Records of labeled boxes:
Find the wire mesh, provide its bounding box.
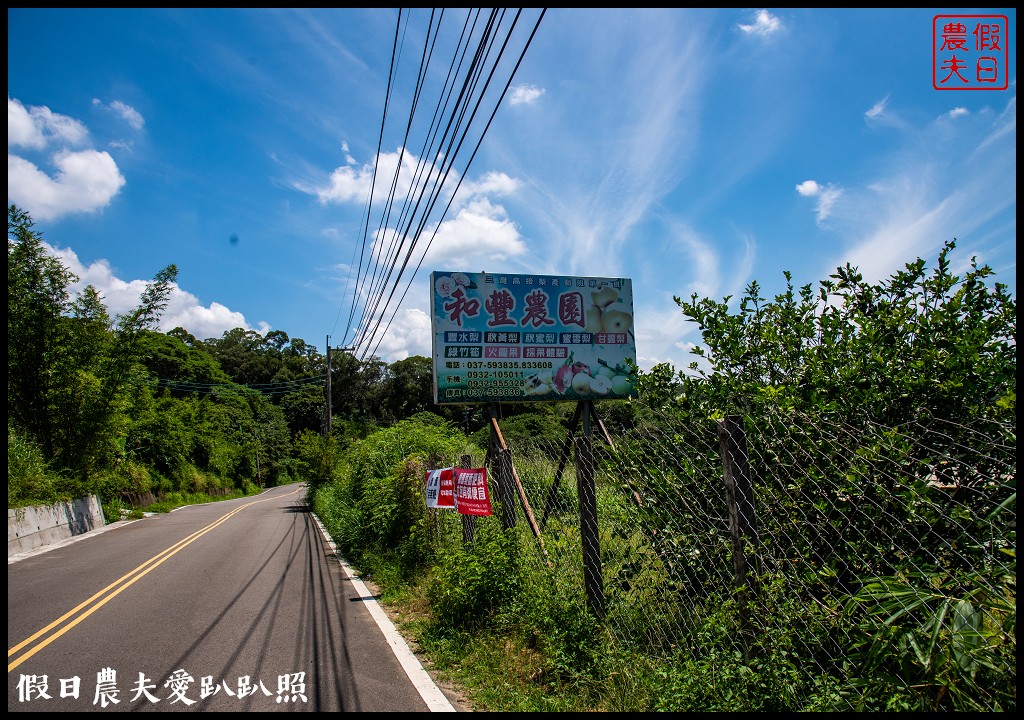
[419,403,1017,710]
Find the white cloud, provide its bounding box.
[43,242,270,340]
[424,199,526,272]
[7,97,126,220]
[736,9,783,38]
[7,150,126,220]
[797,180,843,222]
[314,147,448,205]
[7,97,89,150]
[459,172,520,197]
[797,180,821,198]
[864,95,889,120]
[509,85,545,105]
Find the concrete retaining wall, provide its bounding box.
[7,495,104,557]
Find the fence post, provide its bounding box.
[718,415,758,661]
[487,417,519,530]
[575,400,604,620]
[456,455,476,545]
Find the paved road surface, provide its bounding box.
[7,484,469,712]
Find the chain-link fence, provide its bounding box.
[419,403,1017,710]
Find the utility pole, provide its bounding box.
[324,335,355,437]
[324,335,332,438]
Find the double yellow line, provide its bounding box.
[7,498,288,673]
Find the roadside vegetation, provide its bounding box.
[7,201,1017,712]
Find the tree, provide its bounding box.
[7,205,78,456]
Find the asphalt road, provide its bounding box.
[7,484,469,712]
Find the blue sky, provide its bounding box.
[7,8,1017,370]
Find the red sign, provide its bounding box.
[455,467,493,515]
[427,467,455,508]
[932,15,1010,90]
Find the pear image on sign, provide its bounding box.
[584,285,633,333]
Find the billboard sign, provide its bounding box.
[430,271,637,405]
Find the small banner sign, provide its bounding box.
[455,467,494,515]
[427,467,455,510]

---

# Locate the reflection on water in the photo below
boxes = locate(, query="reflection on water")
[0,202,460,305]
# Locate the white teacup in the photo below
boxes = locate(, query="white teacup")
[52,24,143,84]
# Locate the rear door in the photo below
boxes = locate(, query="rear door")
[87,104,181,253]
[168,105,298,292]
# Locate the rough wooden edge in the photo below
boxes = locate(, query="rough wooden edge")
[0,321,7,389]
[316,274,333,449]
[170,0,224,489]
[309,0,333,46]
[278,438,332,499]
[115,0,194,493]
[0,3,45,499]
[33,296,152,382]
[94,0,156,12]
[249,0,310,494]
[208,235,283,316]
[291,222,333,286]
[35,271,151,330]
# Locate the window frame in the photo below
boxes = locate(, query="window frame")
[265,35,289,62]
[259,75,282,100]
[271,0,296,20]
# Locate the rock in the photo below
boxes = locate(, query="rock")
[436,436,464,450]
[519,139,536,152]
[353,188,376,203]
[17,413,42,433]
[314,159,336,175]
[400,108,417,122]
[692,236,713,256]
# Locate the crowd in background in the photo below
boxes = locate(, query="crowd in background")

WORK TO COMPLETE: Can you reproduce the items from the line containing "Find the billboard" through the line containing "[427,467,455,510]", swapping "banner" for "pennant" and keeping everything else the same?

EXERCISE SOLUTION:
Find the billboard sign, provide its bounding box.
[430,271,637,405]
Find the small pennant sign, provide its bounding box.
[455,467,494,515]
[427,467,455,510]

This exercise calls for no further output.